## Problem to work on:
Exact transcription of the data below is required, without the images.
* * *
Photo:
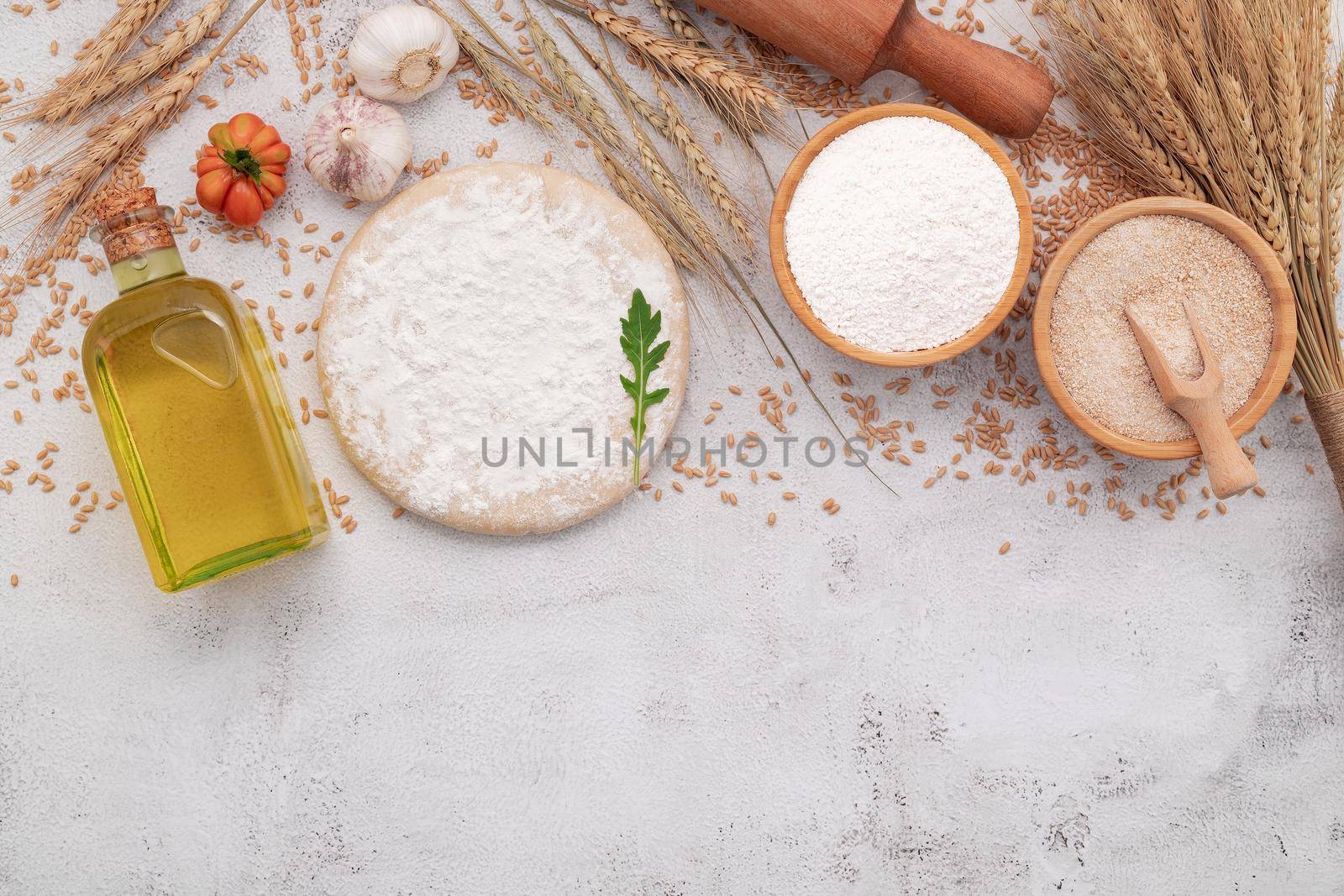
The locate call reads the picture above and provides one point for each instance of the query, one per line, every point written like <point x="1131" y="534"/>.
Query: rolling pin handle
<point x="1000" y="92"/>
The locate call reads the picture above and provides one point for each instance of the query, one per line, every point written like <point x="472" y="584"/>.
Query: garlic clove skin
<point x="358" y="148"/>
<point x="402" y="53"/>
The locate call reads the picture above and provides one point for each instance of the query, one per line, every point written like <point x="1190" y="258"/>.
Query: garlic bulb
<point x="358" y="148"/>
<point x="402" y="53"/>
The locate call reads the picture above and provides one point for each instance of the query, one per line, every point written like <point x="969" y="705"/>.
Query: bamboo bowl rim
<point x="784" y="275"/>
<point x="1283" y="343"/>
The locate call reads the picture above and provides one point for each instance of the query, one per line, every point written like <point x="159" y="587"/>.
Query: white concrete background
<point x="672" y="698"/>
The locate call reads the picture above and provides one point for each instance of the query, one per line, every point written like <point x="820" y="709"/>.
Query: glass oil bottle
<point x="192" y="410"/>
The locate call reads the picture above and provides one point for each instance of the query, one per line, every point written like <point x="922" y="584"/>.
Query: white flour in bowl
<point x="902" y="234"/>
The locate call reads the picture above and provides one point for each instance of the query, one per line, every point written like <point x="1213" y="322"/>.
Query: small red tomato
<point x="241" y="170"/>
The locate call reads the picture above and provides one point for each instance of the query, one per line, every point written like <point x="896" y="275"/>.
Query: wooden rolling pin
<point x="855" y="39"/>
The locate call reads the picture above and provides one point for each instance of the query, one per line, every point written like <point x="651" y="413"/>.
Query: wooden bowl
<point x="779" y="255"/>
<point x="1283" y="345"/>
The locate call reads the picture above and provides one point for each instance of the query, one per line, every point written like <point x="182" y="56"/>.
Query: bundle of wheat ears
<point x="55" y="211"/>
<point x="1233" y="102"/>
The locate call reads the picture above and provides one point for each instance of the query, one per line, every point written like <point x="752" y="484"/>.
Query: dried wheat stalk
<point x="102" y="149"/>
<point x="573" y="83"/>
<point x="680" y="23"/>
<point x="1229" y="101"/>
<point x="523" y="102"/>
<point x="734" y="93"/>
<point x="622" y="86"/>
<point x="125" y="26"/>
<point x="702" y="165"/>
<point x="112" y="140"/>
<point x="62" y="103"/>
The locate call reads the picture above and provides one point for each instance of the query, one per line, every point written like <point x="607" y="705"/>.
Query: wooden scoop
<point x="1200" y="402"/>
<point x="855" y="39"/>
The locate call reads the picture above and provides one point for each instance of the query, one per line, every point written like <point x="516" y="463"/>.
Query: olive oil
<point x="192" y="410"/>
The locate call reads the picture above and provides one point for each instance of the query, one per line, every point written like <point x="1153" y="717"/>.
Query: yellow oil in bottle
<point x="199" y="430"/>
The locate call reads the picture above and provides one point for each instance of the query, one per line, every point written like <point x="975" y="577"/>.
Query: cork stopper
<point x="131" y="222"/>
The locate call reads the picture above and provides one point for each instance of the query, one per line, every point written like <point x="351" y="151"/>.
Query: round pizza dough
<point x="481" y="309"/>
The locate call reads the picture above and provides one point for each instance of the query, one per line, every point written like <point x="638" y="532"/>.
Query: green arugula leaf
<point x="638" y="335"/>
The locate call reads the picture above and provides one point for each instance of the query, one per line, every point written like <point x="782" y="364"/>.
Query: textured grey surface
<point x="672" y="698"/>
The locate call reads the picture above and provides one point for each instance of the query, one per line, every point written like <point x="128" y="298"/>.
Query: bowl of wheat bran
<point x="1155" y="254"/>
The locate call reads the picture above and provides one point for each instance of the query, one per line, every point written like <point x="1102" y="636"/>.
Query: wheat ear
<point x="682" y="24"/>
<point x="741" y="98"/>
<point x="698" y="160"/>
<point x="111" y="141"/>
<point x="60" y="105"/>
<point x="524" y="105"/>
<point x="622" y="85"/>
<point x="125" y="26"/>
<point x="120" y="137"/>
<point x="573" y="83"/>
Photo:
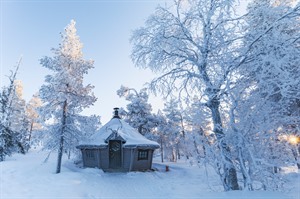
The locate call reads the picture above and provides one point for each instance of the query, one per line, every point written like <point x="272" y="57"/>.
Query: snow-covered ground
<point x="28" y="176"/>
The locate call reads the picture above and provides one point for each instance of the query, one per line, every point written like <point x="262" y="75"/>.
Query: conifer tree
<point x="64" y="96"/>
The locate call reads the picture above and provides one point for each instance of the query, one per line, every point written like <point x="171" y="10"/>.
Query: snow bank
<point x="29" y="177"/>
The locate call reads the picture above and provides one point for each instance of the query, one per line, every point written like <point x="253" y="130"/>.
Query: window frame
<point x="143" y="154"/>
<point x="90" y="154"/>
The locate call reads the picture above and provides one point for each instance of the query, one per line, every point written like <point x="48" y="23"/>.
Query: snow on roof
<point x="131" y="136"/>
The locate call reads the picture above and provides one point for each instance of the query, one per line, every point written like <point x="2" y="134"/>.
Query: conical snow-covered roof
<point x="118" y="129"/>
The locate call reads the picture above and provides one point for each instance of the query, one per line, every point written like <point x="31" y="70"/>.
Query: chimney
<point x="116" y="113"/>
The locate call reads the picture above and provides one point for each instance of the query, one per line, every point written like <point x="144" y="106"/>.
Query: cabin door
<point x="115" y="156"/>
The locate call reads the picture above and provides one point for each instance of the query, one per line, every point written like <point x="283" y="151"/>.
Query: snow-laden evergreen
<point x="64" y="96"/>
<point x="14" y="123"/>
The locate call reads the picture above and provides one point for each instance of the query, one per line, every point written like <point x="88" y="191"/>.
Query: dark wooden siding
<point x="142" y="164"/>
<point x="90" y="157"/>
<point x="104" y="160"/>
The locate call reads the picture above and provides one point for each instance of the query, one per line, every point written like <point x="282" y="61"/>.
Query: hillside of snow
<point x="29" y="176"/>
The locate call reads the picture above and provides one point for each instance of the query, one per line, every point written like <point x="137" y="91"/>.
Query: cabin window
<point x="90" y="154"/>
<point x="142" y="154"/>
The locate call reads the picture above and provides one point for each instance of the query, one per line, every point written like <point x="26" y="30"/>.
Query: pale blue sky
<point x="31" y="29"/>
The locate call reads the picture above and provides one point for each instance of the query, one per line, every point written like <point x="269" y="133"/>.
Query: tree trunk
<point x="61" y="141"/>
<point x="30" y="132"/>
<point x="229" y="177"/>
<point x="161" y="150"/>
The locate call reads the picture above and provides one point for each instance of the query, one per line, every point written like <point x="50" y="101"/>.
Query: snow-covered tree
<point x="13" y="123"/>
<point x="64" y="96"/>
<point x="33" y="116"/>
<point x="138" y="113"/>
<point x="266" y="89"/>
<point x="193" y="45"/>
<point x="199" y="48"/>
<point x="174" y="130"/>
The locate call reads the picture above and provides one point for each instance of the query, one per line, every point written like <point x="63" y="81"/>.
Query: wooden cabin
<point x="118" y="147"/>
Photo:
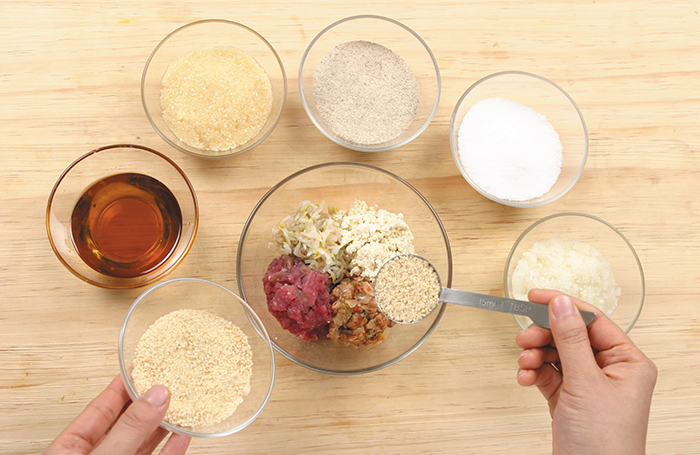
* * *
## Exercise solution:
Photo:
The locate call reads the picture above and provides one point for each instance of the query, one per line, every point written like <point x="1131" y="534"/>.
Query: rolling pin handle
<point x="1000" y="92"/>
The locate call reads the picture above and provides one point for each instance of the query, one per line, every point written like <point x="472" y="584"/>.
Query: garlic clove skin
<point x="358" y="148"/>
<point x="402" y="53"/>
The locate call reads the picture above and provides one point for each instance of the query, one per line, every point written like <point x="1190" y="258"/>.
Query: garlic bulb
<point x="358" y="148"/>
<point x="402" y="53"/>
The locate call reads the picture above and provides one point for each instance of the query, one per line, every point written like <point x="969" y="705"/>.
Query: bamboo bowl rim
<point x="784" y="275"/>
<point x="1283" y="343"/>
The locate call reads the picture above and provides one point for each instance of the query, one per line, every point written like <point x="159" y="587"/>.
Query: white concrete background
<point x="672" y="698"/>
The locate call reads the picture above and provides one point for each instance of the query, one per line, every point written like <point x="820" y="709"/>.
Query: glass oil bottle
<point x="192" y="410"/>
The locate call reads the picture above and provides one point for each instance of the query, one per line, every point written like <point x="922" y="584"/>.
Query: white flour in bowl
<point x="902" y="234"/>
The locate call reads the picture above and provides one point for each instance of the query, one per line, every point written like <point x="1213" y="322"/>.
Query: small red tomato
<point x="241" y="170"/>
The locate call reads the picture above and provides one point for each instance of the query, one per line, every point written like <point x="896" y="275"/>.
Query: wooden rolling pin
<point x="855" y="39"/>
The locate call reads the picture above and provides one point for each instance of the query, one per line, every point written like <point x="651" y="413"/>.
Query: wooden bowl
<point x="779" y="255"/>
<point x="1283" y="345"/>
The locate call reads the picture above and provides one point for each instance of the query, one per line, every point written like <point x="182" y="56"/>.
Query: bundle of wheat ears
<point x="55" y="211"/>
<point x="1233" y="102"/>
The locate call reads the picture above and provides one point for each instance of the query, one per line, every point written like <point x="752" y="484"/>.
Query: dried wheat stalk
<point x="102" y="149"/>
<point x="573" y="83"/>
<point x="680" y="23"/>
<point x="1229" y="101"/>
<point x="523" y="102"/>
<point x="734" y="93"/>
<point x="622" y="86"/>
<point x="125" y="26"/>
<point x="702" y="165"/>
<point x="112" y="140"/>
<point x="62" y="103"/>
The locate call reads the picture above and provides one point for each instance of the query, one per line, every point written like <point x="607" y="705"/>.
Query: wooden scoop
<point x="1200" y="402"/>
<point x="855" y="39"/>
The locate call reads the picture above and provides one point for each instance of the query, one per line, every point written like <point x="516" y="463"/>.
Query: olive oil
<point x="192" y="410"/>
The locate call reads the picture above and provides one point for each instance of the query, one per line, every point written like <point x="1153" y="717"/>.
Query: yellow oil in bottle
<point x="199" y="430"/>
The locate call reads the picture above and provides one point for each instance of the query, one per line, every point written like <point x="975" y="577"/>.
Query: cork stopper
<point x="131" y="222"/>
The locate call reads the picture above and provides one point for each instance of the query, one per line, every point written like <point x="351" y="151"/>.
Query: round pizza dough
<point x="481" y="309"/>
The locate call reads the picture above and provides one point for each instance of the query, one per line, every point written like <point x="638" y="532"/>.
Query: green arugula leaf
<point x="638" y="335"/>
The locate call reads the picture above and provides one point for each instance of the query, one per line, every point written like <point x="782" y="364"/>.
Query: textured grey surface
<point x="672" y="698"/>
The locate call reads the picture above and provides one point for each instance of the query, one per line, every point written like <point x="128" y="298"/>.
Query: bowl of wheat bran
<point x="1155" y="254"/>
The locate call reads the picture above and provides one point for each instance of the query, one per line, every point written like <point x="1102" y="636"/>.
Query: wheat ear
<point x="682" y="24"/>
<point x="741" y="98"/>
<point x="698" y="160"/>
<point x="111" y="141"/>
<point x="60" y="105"/>
<point x="524" y="105"/>
<point x="622" y="85"/>
<point x="125" y="26"/>
<point x="120" y="137"/>
<point x="573" y="83"/>
Photo:
The locate call reads the picture above and provides one point for each instance of the query, one per line, every point written like <point x="272" y="57"/>.
Query: snow-covered ground
<point x="28" y="176"/>
The locate call reads the picture above and provides one point for each instance of the query, one per line, every point written like <point x="262" y="75"/>.
Query: conifer tree
<point x="64" y="96"/>
The locate call reads the picture above and provides one point for each instance of the query, one per line, every point written like <point x="171" y="10"/>.
Query: snow bank
<point x="29" y="177"/>
The locate call reads the picture above and provides one point for each instance of the query, one per line, every point written like <point x="253" y="130"/>.
Query: window frame
<point x="143" y="154"/>
<point x="90" y="154"/>
The locate call reads the picture above and provides one point for each instance of the query, one per line, every point written like <point x="48" y="23"/>.
Query: snow on roof
<point x="131" y="136"/>
The locate call reads the picture above and provides one point for each instance of the query, one per line, every point written like <point x="2" y="134"/>.
Query: conical snow-covered roof
<point x="118" y="129"/>
The locate call reads the picture above and provides one point for each instance of the query, one per line, every point written like <point x="31" y="70"/>.
Query: chimney
<point x="116" y="113"/>
The locate call reads the picture above and provides one point for each instance of the query, one per line, every point written like <point x="144" y="106"/>.
Query: cabin door
<point x="115" y="156"/>
The locate call reads the picture above and provides one point for each instance of the query, one per line, every point written like <point x="283" y="151"/>.
Query: snow-laden evergreen
<point x="64" y="96"/>
<point x="14" y="123"/>
The locate call reads the picture above and provides one point for each instance of the query, one per line, every point written like <point x="88" y="191"/>.
Query: dark wooden siding
<point x="142" y="164"/>
<point x="90" y="157"/>
<point x="104" y="160"/>
The locate call reads the picture above and provides one point for each instance of the query, one per line, every point written like <point x="282" y="61"/>.
Query: hillside of snow
<point x="29" y="176"/>
The locate call reads the picture above and provides one point for each instance of the query, one per line, every point written like <point x="137" y="91"/>.
Query: cabin window
<point x="90" y="154"/>
<point x="142" y="154"/>
The locate call reads the picture above and provides one point for each instance of the query, one per line, every point written like <point x="26" y="30"/>.
Query: pale blue sky
<point x="31" y="29"/>
The locate call reads the picture above and provides one point for each instance of the query, one per line, every point written like <point x="269" y="133"/>.
Query: tree trunk
<point x="61" y="141"/>
<point x="30" y="132"/>
<point x="229" y="177"/>
<point x="161" y="150"/>
The locate call reads the picture above and provides one point for each instance of the query, one per line, every point written like <point x="50" y="101"/>.
Query: snow-covered tree
<point x="13" y="123"/>
<point x="64" y="96"/>
<point x="33" y="116"/>
<point x="138" y="113"/>
<point x="266" y="89"/>
<point x="193" y="45"/>
<point x="199" y="48"/>
<point x="174" y="130"/>
The locate call reads the picture above and provides one point for each instance of the query, one per line, every point written like <point x="63" y="81"/>.
Query: wooden cabin
<point x="118" y="147"/>
Photo:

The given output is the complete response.